For the dated post below, decide whether each statement agrees with it and answer yes or no, quoting the post's deciding words: (a) Jim's hip and knee are giving out. (b) Both of Jim's eyes are dilated. (c) The writer considers the diet helpful.

▶ **PAGE EXCERPT**
########################################

Tuesday, September 9, 2008

Answer to questions

Kristen, we hear you. I miss you.

Actually, Judi, Jim all of a sudden isn't feeling so well. We think the new tumor on his spine is hitting his nerves, because his hip and knee are giving out. Also, his one eye is dilated, and the other is not. He is very tired and exhausted. And I am too. God has given me a terrific level of stamina, and I truly do not believe that anyone could have done what I have done the last 2 days, but I have to tell you, I'm angry at it, also. I AM BEAT. If I had a gun, and Johanna Budwig were not dead, she would be now. This diet is absolutely rediculous and is ruining our lives, just as much as the cancer is, in my honest opinion.

########################################

[Collected data]
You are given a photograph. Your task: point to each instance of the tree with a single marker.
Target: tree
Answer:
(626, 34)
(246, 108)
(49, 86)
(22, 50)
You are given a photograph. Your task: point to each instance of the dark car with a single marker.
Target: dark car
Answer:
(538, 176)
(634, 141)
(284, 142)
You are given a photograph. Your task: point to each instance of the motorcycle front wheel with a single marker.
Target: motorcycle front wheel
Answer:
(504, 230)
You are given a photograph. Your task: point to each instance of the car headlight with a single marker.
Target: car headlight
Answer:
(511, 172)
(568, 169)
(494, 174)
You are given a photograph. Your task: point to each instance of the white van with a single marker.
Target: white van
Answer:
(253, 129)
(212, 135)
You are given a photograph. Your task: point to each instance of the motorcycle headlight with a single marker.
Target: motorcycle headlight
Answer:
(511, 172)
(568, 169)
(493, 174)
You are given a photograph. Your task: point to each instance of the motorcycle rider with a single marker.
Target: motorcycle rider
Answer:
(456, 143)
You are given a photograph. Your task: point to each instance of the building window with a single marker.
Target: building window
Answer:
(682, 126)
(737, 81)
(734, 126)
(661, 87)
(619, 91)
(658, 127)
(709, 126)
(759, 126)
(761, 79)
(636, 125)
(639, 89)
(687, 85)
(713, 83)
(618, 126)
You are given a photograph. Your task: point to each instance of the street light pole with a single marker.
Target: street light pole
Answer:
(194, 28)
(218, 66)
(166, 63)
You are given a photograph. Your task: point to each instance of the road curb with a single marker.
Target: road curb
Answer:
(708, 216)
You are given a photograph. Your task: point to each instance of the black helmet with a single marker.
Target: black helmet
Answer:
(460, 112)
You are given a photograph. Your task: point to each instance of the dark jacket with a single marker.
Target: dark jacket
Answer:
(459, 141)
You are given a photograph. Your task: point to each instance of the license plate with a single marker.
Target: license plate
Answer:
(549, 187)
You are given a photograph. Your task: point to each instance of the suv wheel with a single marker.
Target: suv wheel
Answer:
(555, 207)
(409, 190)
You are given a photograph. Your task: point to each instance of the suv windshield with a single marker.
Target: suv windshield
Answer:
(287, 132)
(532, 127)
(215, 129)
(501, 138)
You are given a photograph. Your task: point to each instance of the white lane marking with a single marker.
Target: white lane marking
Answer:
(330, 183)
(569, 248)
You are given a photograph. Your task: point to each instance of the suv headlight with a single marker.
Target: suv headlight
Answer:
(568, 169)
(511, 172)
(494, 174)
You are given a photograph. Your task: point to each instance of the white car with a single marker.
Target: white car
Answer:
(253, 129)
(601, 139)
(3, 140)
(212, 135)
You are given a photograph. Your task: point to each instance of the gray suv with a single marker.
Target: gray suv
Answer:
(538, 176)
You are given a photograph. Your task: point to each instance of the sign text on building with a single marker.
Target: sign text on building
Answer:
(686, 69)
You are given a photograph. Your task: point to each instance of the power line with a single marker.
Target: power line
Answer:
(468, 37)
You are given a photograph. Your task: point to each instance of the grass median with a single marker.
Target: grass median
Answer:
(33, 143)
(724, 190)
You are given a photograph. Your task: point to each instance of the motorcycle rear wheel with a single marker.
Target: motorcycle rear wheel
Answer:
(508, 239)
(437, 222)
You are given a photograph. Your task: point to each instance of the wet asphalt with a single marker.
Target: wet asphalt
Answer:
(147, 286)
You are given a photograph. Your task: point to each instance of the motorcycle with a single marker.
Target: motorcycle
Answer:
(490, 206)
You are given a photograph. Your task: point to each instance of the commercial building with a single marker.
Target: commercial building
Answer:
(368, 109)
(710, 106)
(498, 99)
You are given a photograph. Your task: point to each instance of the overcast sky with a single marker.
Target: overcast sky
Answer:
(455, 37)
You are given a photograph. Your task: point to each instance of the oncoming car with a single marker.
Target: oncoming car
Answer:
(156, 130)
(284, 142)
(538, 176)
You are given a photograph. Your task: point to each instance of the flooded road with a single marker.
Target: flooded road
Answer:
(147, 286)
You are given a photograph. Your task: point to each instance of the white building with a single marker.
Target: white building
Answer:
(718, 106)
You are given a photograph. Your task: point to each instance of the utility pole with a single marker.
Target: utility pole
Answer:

########################################

▶ **SOLUTION FOR THIS PROBLEM**
(a) Yes: "his hip and knee are giving out"
(b) No: "his one eye is dilated, and the other is not"
(c) No: "This diet is absolutely rediculous and is ruining our lives"